▶ [Instructions to follow]: Write the data out again exactly, dropping any images it holds.

▶ [Items]:
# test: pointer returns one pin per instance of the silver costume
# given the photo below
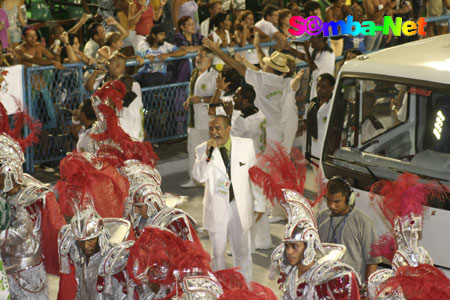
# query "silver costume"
(21, 242)
(145, 189)
(328, 278)
(102, 277)
(408, 253)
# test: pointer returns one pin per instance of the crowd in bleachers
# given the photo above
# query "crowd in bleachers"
(156, 30)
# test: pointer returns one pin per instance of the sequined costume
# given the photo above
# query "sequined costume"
(145, 189)
(402, 202)
(102, 276)
(328, 278)
(282, 178)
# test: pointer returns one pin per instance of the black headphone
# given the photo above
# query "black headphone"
(351, 196)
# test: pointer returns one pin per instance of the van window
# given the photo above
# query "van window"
(379, 129)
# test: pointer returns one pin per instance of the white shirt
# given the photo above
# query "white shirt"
(131, 117)
(269, 90)
(252, 127)
(216, 38)
(204, 27)
(325, 64)
(91, 48)
(144, 49)
(205, 86)
(322, 116)
(237, 4)
(269, 29)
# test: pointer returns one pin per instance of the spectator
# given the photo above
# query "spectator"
(343, 223)
(8, 57)
(82, 121)
(31, 53)
(312, 9)
(145, 19)
(113, 42)
(321, 60)
(4, 33)
(317, 114)
(15, 20)
(188, 40)
(185, 8)
(222, 35)
(79, 55)
(284, 15)
(268, 26)
(97, 37)
(206, 27)
(352, 41)
(245, 33)
(274, 92)
(107, 9)
(375, 11)
(334, 13)
(156, 47)
(126, 10)
(293, 7)
(202, 87)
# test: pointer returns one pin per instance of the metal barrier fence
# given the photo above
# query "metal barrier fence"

▶ [The result]:
# test: pointer returns one pin per instance of the silver costume
# given the photo below
# query "silver costume"
(21, 242)
(145, 189)
(328, 278)
(102, 277)
(408, 253)
# test: pointer returns one pin per instance of the crowd in bleachers
# given the photo above
# query "crowd in bleachers"
(156, 30)
# test: pointer returns one pin per instance of the sequined costume
# given the photo above
# query "sequined costume"
(145, 189)
(402, 202)
(102, 276)
(328, 278)
(282, 178)
# test: pointer returns one pin per instance of the black headphone
# given the photo above
# query "black headphone"
(351, 196)
# test: pointer returns one pin per instance of the van window
# given the photo above
# query "van window"
(379, 129)
# test: pointer returns one pin per instance of the white shirt
# given the photo above
# query "white shirt"
(131, 117)
(269, 90)
(252, 127)
(216, 38)
(204, 27)
(325, 64)
(91, 48)
(144, 49)
(205, 86)
(322, 116)
(237, 4)
(269, 29)
# test: pointer returns one pin per instance of the spectator
# given the photo above
# query "spectator"
(343, 223)
(8, 57)
(82, 121)
(31, 53)
(312, 9)
(145, 19)
(113, 42)
(321, 60)
(4, 33)
(317, 114)
(15, 20)
(188, 40)
(185, 8)
(222, 35)
(79, 55)
(284, 15)
(268, 26)
(97, 37)
(206, 27)
(352, 41)
(245, 33)
(274, 92)
(107, 9)
(375, 11)
(334, 13)
(156, 47)
(126, 10)
(293, 7)
(202, 87)
# test: pointer returns one pin per instance of the metal barrier fence
# given the photo above
# query "metal barrier fence"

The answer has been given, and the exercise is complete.